Assignment:
Copy the entries that follow, exactly and completely.

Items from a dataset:

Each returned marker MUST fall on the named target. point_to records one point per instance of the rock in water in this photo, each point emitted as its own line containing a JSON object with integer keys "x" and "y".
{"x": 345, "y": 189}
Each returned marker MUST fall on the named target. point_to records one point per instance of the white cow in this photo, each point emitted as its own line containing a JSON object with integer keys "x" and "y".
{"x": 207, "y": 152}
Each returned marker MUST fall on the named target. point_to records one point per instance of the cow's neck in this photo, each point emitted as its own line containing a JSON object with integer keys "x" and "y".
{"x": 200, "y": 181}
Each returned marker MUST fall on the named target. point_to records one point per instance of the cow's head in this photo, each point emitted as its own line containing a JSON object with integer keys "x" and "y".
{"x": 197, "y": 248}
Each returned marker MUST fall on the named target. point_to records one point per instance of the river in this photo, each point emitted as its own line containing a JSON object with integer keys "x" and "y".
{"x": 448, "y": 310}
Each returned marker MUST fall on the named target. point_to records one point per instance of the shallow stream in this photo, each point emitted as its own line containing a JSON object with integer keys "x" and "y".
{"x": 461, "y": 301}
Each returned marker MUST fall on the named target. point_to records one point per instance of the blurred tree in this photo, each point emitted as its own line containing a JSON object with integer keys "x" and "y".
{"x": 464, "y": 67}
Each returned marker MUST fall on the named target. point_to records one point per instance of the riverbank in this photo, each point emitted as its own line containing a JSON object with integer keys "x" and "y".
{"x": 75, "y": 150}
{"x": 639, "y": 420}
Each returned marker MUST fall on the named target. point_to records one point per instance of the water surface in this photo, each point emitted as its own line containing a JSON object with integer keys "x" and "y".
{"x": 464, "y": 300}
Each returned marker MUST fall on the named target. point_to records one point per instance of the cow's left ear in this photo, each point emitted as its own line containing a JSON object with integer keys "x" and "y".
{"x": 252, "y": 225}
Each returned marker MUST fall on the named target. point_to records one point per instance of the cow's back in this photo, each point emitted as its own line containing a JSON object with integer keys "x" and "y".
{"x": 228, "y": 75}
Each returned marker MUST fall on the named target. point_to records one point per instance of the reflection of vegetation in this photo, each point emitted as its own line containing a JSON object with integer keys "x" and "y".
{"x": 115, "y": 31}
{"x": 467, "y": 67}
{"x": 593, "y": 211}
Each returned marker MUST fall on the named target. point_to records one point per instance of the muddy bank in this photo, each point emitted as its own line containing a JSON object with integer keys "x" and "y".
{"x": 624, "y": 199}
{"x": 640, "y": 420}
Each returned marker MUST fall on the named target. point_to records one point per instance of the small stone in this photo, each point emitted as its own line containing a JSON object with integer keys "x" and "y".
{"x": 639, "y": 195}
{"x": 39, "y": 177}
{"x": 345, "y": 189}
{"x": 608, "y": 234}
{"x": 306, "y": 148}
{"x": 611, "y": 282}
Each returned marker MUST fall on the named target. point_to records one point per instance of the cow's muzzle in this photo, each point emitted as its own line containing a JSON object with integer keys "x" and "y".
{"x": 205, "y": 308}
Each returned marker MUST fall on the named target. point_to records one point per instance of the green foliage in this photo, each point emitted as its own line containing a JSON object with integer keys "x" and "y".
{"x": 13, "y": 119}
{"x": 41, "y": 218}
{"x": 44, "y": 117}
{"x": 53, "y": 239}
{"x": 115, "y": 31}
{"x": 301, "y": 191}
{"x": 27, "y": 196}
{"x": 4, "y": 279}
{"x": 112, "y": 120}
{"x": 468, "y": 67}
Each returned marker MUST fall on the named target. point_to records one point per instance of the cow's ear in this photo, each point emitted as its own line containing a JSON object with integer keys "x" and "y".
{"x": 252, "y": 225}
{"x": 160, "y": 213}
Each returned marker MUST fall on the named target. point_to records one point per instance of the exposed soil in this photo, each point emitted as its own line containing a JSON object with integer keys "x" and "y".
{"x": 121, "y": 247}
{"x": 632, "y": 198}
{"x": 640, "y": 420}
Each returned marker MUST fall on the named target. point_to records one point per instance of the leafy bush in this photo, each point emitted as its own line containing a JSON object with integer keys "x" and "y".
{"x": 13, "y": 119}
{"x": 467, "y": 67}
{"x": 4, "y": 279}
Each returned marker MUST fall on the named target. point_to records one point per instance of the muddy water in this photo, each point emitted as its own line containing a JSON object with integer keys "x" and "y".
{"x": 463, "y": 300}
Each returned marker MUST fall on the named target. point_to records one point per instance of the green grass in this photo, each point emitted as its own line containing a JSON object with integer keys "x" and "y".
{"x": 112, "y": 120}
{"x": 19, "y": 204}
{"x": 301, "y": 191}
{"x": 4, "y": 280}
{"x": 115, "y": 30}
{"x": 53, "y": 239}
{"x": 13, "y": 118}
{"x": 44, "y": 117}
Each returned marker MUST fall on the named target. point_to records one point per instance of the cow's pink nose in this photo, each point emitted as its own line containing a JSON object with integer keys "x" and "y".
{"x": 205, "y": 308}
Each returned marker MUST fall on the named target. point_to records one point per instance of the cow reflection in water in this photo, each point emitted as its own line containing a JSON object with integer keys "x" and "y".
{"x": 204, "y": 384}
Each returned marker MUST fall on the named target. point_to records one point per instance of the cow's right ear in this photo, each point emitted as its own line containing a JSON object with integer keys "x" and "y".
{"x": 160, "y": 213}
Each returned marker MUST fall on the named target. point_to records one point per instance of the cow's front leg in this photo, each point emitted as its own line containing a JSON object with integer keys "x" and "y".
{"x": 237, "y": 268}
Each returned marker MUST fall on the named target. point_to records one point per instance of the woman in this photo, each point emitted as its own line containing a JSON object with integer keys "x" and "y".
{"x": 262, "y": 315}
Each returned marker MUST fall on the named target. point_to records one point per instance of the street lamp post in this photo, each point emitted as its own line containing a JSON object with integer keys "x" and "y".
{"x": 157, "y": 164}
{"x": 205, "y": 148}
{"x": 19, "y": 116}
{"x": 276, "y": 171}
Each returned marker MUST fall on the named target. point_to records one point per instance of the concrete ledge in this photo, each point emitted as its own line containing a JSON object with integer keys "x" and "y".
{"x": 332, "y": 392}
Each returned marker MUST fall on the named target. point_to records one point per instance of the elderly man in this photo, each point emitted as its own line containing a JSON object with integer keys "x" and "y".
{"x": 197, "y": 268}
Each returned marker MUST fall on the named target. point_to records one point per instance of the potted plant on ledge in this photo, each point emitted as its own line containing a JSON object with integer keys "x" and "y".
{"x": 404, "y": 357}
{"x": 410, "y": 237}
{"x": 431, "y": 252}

Answer box:
Each returned marker MUST fall on the named target. point_to records one point per instance of the rock in water in this photo, each point emitted as its own line containing a JSON object with integer keys "x" and "y".
{"x": 345, "y": 189}
Each returned marker MUST fall on the named target. point_to records one point per instance of the white cow in this photo, each point emitted as its own line containing a JSON object with integer keys "x" and "y".
{"x": 207, "y": 152}
Each returned marker MUST fall on the named target. point_to records one point per instance of the cow's neck in this photo, each point emitted as its own line containing a JSON object with integer keys "x" and "y".
{"x": 200, "y": 181}
Each returned marker MUST fall on the named target. point_to records one point per instance of the cow's head in this photo, each point emitted as its own line containing a JSON object with integer keys "x" and "y".
{"x": 197, "y": 248}
Each returned marker MUST fall on the named target. point_to records one point per instance of the river in this photo, each point emitted as its own line containing a JSON object with integer keys "x" and "y".
{"x": 448, "y": 310}
Each returned marker MUST fall on the named target. point_to records one point per instance of the shallow stream in this photo, each point emitted as its own line containing a JSON object with integer keys "x" and "y".
{"x": 461, "y": 301}
Each returned marker MUST fall on the named target. point_to records one point per instance of the blurred tree in this photo, each point emitted as its own line containing a JSON object with integer keys "x" and "y".
{"x": 464, "y": 67}
Each returned marker MUST fall on the named target. point_to records one point per instance of the riverbank in this photo, each point emitted as its own line containing a JSON object with integer keys "x" and "y".
{"x": 75, "y": 150}
{"x": 639, "y": 420}
Each returned marker MUST fall on the named target. point_to records one point per instance of the water surface in this photo, each point emitted as its own line containing a JSON object with integer keys "x" and "y".
{"x": 464, "y": 300}
Each returned marker MUST fall on the named target. point_to records one point per instance of the cow's left ear in this photo, each point emitted as its own line containing a JSON object with integer keys "x" and "y".
{"x": 252, "y": 225}
Each returned marker MUST fall on the named target. point_to records one point per instance of the cow's back in this photo, each point emitted as its own line containing a JSON object with integer keys "x" and "y".
{"x": 228, "y": 75}
Each returned marker MUST fall on the named target. point_to records one point per instance of the reflection of vegetation in this photo, each point emitted as its own line containing a JSON object with integer keys "x" and "y".
{"x": 115, "y": 31}
{"x": 467, "y": 67}
{"x": 593, "y": 211}
Each returned marker MUST fall on the named target. point_to records one point per instance of the muddy bank in this photo, each point emitted as its own line containing a JSON object with integer keys "x" and "y".
{"x": 624, "y": 199}
{"x": 640, "y": 420}
Each returned marker MUST fall on the named target. point_to records one point per instance of the small stone in this photo, each point emitted as its own line containing a JSON object with integer keys "x" and "y".
{"x": 639, "y": 195}
{"x": 39, "y": 177}
{"x": 345, "y": 189}
{"x": 608, "y": 234}
{"x": 306, "y": 148}
{"x": 611, "y": 282}
Each returned marker MUST fall on the named target. point_to records one point per instance of the cow's muzzle in this photo, each point emitted as its own line containing a JSON object with integer keys "x" and "y".
{"x": 205, "y": 308}
Each returned marker MUST fall on the named target. point_to records one point per instance of the green foliage in this photo, each point emitted as its own line containing a JSON object with integer keys "x" and "y".
{"x": 13, "y": 119}
{"x": 41, "y": 218}
{"x": 44, "y": 117}
{"x": 53, "y": 239}
{"x": 115, "y": 31}
{"x": 301, "y": 191}
{"x": 27, "y": 196}
{"x": 4, "y": 279}
{"x": 112, "y": 120}
{"x": 468, "y": 67}
Each returned marker MUST fall on the named target. point_to records one point per instance of the cow's ear in this photo, each point emitted as its own line containing a JSON object with integer keys "x" and "y".
{"x": 252, "y": 225}
{"x": 160, "y": 213}
Each returned marker MUST fall on the named target. point_to records one point per instance of the exposed soil in this photo, each point emitted as its own line containing a JSON object with integer keys "x" and "y".
{"x": 121, "y": 247}
{"x": 632, "y": 198}
{"x": 640, "y": 420}
Each returned marker MUST fall on the named target. point_to records one point per instance of the leafy bush in this photo, each point emitted as its own line containing a JSON object with integer keys "x" and "y".
{"x": 13, "y": 119}
{"x": 467, "y": 67}
{"x": 4, "y": 279}
Each returned marker MUST fall on the named target. point_to records one point per instance of the muddy water in this photo, each point emitted as its own line containing a JSON object with integer keys "x" and "y".
{"x": 463, "y": 300}
Each returned marker MUST fall on the named target. point_to records one point per instance of the green grass in this photo, each point emitted as its own line containing a JSON object with integer keys "x" and "y".
{"x": 112, "y": 120}
{"x": 19, "y": 204}
{"x": 301, "y": 191}
{"x": 4, "y": 280}
{"x": 115, "y": 30}
{"x": 53, "y": 239}
{"x": 13, "y": 118}
{"x": 44, "y": 117}
Each returned marker MUST fall on the named target. point_to records one point per instance of the cow's pink nose in this photo, each point emitted as its own line containing a JSON object with integer keys "x" and "y".
{"x": 205, "y": 308}
Each returned marker MUST fall on the named target. point_to records one point per instance of the cow reflection in water in this photo, each point emitted as its own line containing a JSON object with integer keys "x" and "y".
{"x": 204, "y": 384}
Each returned marker MUST fall on the named target. point_to records one point per instance of the cow's right ear in this photo, each point emitted as its own line containing a JSON object with integer keys "x" and "y".
{"x": 160, "y": 213}
Each returned marker MUST fall on the named target. point_to records one point per instance of the cow's front leg in this photo, each point emitted as its own line containing a JSON object with integer keys "x" and "y".
{"x": 237, "y": 268}
Each returned marker MUST fall on the named target. point_to records one point per instance of the woman in this photo, each point emitted as its own line containing a JSON object with integer keys "x" and "y".
{"x": 262, "y": 315}
Each returned marker MUST fall on the named target. point_to records one point per instance of the street lamp post in this photo, each point emitted as its own line containing a JSON object with integer keys "x" and "y".
{"x": 157, "y": 164}
{"x": 205, "y": 148}
{"x": 19, "y": 116}
{"x": 276, "y": 171}
Each returned marker MUST fall on the named target. point_to records one point per instance of the concrete ledge in this photo, each point emitted as its own line containing a JSON object with integer keys "x" and "y".
{"x": 332, "y": 392}
Each returned marker MUST fall on the named target. point_to records one point per instance of the elderly man in this photo, each point emitted as its own line containing a JSON object with integer keys "x" and "y".
{"x": 197, "y": 268}
Each returned marker MUST fall on the named target. point_to records one point per instance of the potted plant on ledge in this photo, each point emitted as its own line containing a JSON object with integer keys "x" and "y".
{"x": 404, "y": 357}
{"x": 410, "y": 237}
{"x": 431, "y": 252}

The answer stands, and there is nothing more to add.